[Named object pointing entries]
::::::::

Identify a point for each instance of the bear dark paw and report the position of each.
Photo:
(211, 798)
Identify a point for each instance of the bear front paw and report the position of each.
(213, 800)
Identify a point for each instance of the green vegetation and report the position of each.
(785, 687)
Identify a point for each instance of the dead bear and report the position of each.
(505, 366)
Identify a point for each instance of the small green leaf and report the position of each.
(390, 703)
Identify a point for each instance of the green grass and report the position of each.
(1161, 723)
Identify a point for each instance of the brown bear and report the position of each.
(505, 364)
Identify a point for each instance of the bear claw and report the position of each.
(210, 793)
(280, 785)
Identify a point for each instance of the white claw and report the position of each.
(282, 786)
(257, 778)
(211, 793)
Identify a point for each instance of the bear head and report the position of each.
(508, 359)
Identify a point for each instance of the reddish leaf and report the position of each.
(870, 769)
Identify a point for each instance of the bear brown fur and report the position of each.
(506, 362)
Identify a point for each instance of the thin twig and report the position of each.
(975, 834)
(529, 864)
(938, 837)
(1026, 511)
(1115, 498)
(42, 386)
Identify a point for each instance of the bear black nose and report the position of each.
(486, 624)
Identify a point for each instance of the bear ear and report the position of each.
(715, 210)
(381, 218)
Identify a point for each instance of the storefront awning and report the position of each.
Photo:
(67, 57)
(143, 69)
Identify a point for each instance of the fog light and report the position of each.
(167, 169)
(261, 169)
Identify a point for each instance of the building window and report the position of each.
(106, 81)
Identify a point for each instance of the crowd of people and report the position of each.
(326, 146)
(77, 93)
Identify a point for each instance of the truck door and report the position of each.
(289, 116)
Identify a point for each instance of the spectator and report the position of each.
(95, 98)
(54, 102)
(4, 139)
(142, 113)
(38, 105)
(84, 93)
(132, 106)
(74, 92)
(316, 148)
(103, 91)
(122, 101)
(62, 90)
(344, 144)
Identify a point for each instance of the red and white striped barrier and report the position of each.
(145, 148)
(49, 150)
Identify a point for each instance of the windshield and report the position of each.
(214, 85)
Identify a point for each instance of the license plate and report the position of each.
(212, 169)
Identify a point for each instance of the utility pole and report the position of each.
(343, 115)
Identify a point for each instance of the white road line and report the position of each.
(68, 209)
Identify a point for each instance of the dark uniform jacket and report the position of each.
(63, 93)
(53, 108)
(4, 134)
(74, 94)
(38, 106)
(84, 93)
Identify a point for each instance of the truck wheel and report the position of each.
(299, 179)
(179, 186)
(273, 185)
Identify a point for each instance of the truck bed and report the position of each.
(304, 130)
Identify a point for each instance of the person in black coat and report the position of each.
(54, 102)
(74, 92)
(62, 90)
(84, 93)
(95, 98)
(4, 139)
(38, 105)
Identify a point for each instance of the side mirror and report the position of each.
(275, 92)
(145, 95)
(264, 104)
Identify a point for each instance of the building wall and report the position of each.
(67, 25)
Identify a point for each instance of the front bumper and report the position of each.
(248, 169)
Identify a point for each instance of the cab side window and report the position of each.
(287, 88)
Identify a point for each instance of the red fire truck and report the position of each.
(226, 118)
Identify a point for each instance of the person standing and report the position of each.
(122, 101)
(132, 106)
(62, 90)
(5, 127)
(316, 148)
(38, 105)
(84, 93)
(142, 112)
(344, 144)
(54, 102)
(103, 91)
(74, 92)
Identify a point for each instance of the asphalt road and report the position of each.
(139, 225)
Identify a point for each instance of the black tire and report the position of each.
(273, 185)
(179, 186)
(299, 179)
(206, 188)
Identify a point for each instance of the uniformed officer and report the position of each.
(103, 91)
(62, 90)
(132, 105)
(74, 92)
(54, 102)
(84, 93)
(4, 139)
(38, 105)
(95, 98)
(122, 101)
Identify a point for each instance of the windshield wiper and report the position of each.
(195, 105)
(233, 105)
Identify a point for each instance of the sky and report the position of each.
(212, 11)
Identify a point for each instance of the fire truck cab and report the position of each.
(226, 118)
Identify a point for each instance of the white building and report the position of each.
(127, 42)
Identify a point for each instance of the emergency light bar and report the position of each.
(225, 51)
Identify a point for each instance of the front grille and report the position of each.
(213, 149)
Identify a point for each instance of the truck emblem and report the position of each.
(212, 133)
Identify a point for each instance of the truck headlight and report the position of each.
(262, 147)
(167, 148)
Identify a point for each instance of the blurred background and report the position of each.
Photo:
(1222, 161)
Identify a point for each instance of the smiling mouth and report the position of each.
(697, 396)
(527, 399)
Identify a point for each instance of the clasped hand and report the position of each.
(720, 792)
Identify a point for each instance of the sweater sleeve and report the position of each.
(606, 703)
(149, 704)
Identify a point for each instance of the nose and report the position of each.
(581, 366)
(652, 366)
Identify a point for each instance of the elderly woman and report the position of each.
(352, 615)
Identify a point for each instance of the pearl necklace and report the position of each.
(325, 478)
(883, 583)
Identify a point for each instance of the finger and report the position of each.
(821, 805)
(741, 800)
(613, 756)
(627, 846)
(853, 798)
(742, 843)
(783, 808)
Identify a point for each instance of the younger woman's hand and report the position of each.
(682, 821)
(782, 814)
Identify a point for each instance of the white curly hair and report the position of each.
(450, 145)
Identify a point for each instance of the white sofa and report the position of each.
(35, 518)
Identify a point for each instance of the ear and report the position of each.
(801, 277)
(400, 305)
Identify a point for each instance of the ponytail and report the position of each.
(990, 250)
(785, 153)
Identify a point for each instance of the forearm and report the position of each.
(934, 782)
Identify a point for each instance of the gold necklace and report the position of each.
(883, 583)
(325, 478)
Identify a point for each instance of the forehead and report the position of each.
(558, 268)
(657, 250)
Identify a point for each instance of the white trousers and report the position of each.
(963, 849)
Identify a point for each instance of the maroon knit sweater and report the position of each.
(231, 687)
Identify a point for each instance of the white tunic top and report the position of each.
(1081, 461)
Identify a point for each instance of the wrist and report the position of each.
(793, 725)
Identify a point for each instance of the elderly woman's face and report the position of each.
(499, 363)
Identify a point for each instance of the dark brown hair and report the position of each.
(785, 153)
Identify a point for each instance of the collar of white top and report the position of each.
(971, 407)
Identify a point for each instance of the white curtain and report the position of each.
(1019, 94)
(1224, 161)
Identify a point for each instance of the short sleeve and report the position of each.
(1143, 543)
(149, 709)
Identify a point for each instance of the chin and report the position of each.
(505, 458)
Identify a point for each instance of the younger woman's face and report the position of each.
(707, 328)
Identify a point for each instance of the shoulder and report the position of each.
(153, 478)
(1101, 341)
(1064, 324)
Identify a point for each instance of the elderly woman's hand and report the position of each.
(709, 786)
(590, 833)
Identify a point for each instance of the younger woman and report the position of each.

::::::::

Repeat, word for word, everything from the line containing "Identify a point for each instance of the dark brown" down to the last line of the entries, including both of those lines.

**Exercise solution**
Identify a point for each instance of the dark brown hair and report the position of each.
(785, 153)
Identify a point for each instance of the collar of white top and report the position of each.
(971, 407)
Identify a point for each instance of the white curtain and report the position of each.
(1019, 94)
(1224, 161)
Identify a point for each instance of the short sleeve and report the position of each.
(1143, 543)
(149, 709)
Identify a point for each instance of the chin and report the position of each.
(505, 458)
Identify a point for each instance of the younger woman's face and report the position of each.
(707, 328)
Identify a point for each instance of the shoulder and report the position of each.
(153, 478)
(1101, 341)
(1064, 324)
Identify a point for each instance of the elderly woman's hand and report the position of each.
(709, 786)
(590, 833)
Identify a point for each instance of the younger woman and report the position of each.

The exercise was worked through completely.